### Required action:
Give back one number only: how many lines in the material below contain "field".

### Exercise inputs:

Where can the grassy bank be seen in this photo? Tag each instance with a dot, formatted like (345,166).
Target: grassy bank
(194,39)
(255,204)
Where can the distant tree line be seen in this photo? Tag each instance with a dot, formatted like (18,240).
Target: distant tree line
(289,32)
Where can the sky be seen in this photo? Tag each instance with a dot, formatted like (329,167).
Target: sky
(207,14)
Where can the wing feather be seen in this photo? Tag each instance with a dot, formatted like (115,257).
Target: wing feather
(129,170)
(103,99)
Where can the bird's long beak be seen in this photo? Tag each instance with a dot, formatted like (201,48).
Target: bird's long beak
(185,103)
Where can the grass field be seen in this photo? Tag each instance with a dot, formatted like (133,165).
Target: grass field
* * *
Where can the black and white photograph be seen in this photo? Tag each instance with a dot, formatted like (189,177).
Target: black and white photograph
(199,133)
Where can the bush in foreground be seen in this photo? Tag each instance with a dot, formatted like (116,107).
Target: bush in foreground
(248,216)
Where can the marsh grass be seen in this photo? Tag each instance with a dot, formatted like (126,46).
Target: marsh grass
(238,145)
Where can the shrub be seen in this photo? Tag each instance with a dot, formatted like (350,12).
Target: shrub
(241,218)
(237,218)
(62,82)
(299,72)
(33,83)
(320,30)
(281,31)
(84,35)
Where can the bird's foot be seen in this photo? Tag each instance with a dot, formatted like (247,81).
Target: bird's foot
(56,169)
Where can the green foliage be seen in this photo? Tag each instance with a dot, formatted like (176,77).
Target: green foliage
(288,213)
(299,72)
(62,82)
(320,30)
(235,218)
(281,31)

### Answer box:
2